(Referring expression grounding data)

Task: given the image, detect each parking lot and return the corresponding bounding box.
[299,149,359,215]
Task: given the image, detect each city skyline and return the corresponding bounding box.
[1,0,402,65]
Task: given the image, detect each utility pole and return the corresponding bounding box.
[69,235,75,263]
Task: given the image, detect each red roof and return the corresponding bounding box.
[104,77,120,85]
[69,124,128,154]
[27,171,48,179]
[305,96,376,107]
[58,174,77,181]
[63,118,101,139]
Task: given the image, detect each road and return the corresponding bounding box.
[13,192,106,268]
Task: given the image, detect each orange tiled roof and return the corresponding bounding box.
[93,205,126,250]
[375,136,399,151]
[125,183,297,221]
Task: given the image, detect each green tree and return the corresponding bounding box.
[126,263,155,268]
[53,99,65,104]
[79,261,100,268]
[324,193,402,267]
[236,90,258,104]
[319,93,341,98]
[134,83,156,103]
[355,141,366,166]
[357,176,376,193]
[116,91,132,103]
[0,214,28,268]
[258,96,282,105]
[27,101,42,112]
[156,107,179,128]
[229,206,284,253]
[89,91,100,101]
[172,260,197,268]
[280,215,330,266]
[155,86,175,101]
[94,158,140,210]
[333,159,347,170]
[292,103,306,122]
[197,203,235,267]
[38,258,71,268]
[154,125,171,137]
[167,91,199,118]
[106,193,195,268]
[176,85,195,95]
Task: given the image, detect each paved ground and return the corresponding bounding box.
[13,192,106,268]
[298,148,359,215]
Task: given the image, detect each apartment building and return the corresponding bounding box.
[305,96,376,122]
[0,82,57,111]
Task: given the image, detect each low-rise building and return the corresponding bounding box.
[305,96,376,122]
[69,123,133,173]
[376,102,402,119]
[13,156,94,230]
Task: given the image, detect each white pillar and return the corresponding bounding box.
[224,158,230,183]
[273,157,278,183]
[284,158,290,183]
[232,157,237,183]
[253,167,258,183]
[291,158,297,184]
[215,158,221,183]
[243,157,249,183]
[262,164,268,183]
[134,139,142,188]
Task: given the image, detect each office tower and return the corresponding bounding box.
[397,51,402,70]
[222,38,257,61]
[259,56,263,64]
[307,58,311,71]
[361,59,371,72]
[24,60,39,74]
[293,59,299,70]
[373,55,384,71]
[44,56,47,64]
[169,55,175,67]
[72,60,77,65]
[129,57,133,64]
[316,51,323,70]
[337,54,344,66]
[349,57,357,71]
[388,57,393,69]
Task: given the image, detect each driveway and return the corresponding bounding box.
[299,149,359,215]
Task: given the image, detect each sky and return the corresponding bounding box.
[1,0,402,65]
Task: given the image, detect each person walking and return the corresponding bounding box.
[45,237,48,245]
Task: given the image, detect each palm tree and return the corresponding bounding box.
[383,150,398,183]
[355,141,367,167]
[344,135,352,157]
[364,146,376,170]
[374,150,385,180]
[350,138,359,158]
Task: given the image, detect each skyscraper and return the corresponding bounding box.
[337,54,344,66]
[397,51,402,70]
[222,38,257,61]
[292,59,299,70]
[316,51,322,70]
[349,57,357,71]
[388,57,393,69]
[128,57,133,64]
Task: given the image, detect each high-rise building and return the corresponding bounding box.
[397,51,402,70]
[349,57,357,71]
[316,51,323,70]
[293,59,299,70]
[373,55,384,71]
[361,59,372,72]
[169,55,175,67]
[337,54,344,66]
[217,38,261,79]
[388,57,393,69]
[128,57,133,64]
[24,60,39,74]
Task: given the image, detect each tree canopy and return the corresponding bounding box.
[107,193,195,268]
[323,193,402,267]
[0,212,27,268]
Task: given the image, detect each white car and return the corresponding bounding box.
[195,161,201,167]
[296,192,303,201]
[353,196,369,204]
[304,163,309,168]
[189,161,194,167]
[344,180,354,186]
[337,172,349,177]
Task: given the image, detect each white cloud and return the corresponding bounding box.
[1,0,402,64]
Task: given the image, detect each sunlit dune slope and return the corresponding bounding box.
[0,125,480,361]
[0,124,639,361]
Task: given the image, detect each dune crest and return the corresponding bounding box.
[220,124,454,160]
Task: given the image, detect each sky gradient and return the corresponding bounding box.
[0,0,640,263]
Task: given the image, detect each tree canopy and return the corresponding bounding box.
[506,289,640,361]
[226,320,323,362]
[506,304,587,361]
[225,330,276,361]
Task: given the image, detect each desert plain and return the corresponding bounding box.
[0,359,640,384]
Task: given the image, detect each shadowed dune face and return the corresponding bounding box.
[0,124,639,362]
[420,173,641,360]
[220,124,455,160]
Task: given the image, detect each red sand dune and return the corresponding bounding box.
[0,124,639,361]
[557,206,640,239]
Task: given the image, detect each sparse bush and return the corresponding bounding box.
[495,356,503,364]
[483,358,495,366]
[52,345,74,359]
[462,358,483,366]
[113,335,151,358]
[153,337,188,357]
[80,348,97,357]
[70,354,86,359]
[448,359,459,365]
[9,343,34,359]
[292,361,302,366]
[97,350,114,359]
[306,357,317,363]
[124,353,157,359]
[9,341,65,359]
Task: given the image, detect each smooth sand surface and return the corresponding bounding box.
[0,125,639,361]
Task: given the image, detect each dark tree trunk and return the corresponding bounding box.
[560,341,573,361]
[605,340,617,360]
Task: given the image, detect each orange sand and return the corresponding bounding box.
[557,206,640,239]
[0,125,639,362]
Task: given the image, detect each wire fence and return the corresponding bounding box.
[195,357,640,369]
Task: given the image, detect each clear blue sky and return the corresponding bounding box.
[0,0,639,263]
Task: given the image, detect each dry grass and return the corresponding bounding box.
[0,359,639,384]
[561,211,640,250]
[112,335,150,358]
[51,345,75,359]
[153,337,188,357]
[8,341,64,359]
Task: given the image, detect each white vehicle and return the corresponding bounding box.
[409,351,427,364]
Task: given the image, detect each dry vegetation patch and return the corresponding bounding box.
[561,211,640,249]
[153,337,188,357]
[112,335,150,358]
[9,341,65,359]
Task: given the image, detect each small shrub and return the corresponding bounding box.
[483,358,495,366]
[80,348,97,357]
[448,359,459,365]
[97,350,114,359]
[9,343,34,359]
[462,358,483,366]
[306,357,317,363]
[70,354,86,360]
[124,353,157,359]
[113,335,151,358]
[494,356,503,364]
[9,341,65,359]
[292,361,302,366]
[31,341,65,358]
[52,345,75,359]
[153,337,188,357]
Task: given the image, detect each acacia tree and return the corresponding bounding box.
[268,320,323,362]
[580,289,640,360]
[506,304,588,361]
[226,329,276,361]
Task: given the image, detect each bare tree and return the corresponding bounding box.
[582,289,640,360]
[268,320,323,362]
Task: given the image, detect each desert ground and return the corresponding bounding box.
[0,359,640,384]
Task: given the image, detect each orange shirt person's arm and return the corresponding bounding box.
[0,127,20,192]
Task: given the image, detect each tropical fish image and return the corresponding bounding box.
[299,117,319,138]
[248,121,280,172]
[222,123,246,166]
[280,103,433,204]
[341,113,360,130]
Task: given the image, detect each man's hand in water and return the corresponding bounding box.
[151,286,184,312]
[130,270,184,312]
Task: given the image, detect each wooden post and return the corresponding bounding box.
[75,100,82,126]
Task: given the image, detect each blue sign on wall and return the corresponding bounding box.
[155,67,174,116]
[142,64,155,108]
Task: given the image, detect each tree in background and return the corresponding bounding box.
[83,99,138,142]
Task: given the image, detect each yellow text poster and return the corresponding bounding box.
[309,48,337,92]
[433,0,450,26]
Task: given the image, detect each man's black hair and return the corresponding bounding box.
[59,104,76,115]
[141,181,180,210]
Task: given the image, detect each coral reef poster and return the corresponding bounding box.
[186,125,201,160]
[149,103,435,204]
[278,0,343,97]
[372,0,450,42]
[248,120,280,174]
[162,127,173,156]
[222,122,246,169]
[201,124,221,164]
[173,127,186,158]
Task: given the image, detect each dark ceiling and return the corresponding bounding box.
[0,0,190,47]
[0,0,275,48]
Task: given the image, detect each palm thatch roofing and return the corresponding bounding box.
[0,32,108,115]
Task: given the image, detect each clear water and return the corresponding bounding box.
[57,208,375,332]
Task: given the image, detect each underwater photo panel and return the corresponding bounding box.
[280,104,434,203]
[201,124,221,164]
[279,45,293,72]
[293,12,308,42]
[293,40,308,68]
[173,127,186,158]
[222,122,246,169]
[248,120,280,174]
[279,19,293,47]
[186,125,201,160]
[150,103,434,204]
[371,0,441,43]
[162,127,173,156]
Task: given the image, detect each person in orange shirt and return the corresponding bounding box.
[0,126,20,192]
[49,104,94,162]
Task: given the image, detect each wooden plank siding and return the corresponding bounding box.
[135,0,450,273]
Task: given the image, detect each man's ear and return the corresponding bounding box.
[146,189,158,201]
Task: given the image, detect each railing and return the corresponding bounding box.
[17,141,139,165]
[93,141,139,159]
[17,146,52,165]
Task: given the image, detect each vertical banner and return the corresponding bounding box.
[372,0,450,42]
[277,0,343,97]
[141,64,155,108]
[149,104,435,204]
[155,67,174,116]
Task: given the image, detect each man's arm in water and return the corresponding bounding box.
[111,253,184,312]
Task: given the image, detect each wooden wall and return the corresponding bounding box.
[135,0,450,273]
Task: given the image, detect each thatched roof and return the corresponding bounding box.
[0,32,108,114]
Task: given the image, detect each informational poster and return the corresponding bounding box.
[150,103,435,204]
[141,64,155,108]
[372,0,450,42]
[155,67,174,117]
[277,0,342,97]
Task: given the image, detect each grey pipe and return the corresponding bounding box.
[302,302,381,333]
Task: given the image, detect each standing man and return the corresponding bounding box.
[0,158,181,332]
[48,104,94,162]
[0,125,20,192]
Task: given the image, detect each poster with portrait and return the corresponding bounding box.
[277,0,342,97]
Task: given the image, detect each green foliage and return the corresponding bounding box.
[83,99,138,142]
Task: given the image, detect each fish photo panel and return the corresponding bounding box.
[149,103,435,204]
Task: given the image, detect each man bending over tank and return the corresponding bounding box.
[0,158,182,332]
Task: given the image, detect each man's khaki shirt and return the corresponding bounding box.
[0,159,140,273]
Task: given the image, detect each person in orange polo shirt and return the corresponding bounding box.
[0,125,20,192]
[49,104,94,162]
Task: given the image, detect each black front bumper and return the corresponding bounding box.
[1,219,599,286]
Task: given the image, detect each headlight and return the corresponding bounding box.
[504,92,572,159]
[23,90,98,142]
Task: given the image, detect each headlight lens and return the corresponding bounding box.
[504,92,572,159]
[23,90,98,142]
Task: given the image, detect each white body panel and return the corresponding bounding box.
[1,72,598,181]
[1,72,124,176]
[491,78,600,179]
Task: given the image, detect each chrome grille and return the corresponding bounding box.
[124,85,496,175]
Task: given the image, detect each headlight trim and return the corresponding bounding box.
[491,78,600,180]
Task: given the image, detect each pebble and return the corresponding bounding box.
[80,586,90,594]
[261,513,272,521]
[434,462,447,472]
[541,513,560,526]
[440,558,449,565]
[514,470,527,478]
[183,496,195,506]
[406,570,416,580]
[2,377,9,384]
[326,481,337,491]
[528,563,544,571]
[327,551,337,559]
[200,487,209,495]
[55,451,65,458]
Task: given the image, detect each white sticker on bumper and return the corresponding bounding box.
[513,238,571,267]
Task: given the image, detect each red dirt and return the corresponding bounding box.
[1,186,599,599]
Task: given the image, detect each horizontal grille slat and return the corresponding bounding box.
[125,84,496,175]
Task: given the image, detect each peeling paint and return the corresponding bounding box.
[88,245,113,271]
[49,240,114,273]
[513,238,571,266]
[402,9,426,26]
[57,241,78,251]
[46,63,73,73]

=== EXERCISE DIRECTIONS ===
Take the line holding "Task: given the image, detect each headlight lens" and the lines after it through the end of the entries. Retype them exactly and add nothing.

=== EXERCISE RESPONSE ===
Task: given the image, detect each headlight lens and return the corresponding bounding box.
[504,92,572,159]
[23,90,98,142]
Task: given the image, detect each white body panel and return the corresponding bounding box.
[1,72,598,181]
[1,72,124,176]
[491,78,600,179]
Task: given the image, detect each chrome grille and return the corresponding bounding box.
[124,85,496,175]
Task: given the image, detect each headlight trim and return the corresponding bounding box.
[491,78,600,180]
Task: given the image, detect each pebble and return the corresponding bounding box.
[80,586,90,594]
[261,513,272,521]
[434,462,447,472]
[541,513,560,526]
[440,558,449,565]
[514,470,527,478]
[183,496,195,506]
[406,570,416,580]
[2,377,9,384]
[326,481,337,491]
[528,563,544,571]
[327,551,337,559]
[200,487,209,495]
[55,451,65,458]
Task: given the image, detect each white sticker on bumper and return the corresponding bounding box.
[513,238,571,267]
Task: given the image, detect each red dirt and return the corresponding bounding box.
[1,186,599,599]
Task: given the image, detect each horizontal grille slat and return the corresponding bounding box.
[125,84,496,175]
Task: given the image, detect each peeling paint and return the corresponding bounding box.
[88,245,113,271]
[49,240,114,273]
[513,238,571,266]
[402,9,426,26]
[57,241,78,251]
[46,63,73,73]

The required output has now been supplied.